What to produce:
Please give the self-inductance that the solution to the solenoid problem finds.

Given passage:
============
Question

The current in a solenoid decreases steadily from 6 mA to 2 mA in 50 ms. If an average emf of 0.4 V is induced, find the self-inductance of the solenoid.

Hint:

Use \( \mathcal{E} = L \cdot \frac{dI}{dt} \) to calculate self-inductance when emf and rate of change of current are given. Ensure units are in SI (A, s, V).

Answer 1

Given: \[ I_1 = 6\,\text{mA} = 6 \times 10^{-3}\,\text{A}, \quad I_2 = 2\,\text{mA} = 2 \times 10^{-3}\,\text{A} \] \[ \Delta t = 50\,\text{ms} = 50 \times 10^{-3}\,\text{s}, \quad \mathcal{E} = 0.4\,\text{V} \] Formula: \[ \mathcal{E} = L \cdot \frac{|\Delta I|}{\Delta t} \Rightarrow L = \frac{\mathcal{E} \cdot \Delta t}{|\Delta I|} \] \[ \Delta I = I_1 - I_2 = (6 - 2)\times 10^{-3} = 4 \times 10^{-3}\,\text{A} \] \[ L = \frac{0.4 \times 50 \times 10^{-3}}{4 \times 10^{-3}} = \frac{20 \times 10^{-3}}{4 \times 10^{-3}} = 5\,\text{H} \] \[ \boxed{L = 5\,\text{henry}} \]
============
Dataset records:
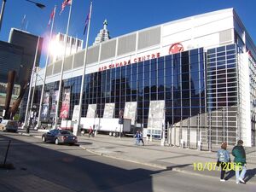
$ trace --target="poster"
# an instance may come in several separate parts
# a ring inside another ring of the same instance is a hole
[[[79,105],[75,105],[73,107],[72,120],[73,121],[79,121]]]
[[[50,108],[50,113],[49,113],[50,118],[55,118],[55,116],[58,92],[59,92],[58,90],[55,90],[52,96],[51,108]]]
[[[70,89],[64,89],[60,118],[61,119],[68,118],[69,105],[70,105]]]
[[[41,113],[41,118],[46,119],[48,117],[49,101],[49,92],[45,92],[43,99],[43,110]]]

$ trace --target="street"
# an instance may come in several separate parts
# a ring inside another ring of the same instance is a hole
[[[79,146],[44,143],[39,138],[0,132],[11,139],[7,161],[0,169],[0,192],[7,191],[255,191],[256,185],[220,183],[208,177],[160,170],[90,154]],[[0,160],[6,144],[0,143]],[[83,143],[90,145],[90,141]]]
============
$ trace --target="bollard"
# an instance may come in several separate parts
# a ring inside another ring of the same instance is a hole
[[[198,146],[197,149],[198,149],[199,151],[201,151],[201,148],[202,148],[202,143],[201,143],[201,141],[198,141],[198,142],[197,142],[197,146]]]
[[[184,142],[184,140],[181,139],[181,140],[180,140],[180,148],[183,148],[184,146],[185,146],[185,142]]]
============
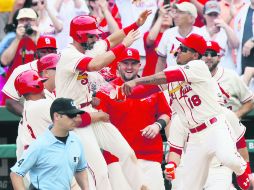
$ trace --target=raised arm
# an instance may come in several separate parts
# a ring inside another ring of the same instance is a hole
============
Final answer:
5 henry